** Start **

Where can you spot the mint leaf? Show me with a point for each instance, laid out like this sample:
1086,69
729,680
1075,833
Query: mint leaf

** End **
** Start **

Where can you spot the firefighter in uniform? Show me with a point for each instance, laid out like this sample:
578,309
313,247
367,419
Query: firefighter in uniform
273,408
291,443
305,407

** End **
** Start **

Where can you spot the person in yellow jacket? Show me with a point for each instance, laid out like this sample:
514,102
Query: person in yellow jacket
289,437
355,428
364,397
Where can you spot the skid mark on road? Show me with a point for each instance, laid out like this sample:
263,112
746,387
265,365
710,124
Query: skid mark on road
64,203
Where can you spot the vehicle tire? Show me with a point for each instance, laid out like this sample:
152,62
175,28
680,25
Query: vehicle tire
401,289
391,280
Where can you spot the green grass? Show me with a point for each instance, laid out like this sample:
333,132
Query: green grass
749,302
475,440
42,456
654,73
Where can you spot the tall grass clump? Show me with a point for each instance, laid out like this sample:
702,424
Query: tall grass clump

** End **

> **Instructions to follow**
Rewrite the lines starting with the one that contains "Where can you spot the tall" and going on through the one that contains "Query: tall grass clump", replacing "grass clump" with "shrub" and leaving everything else unchanged.

> **Exercise result**
Where can you spot the tall shrub? Show me with a point for each instance, laid out like this sample:
702,424
Query: tall shrub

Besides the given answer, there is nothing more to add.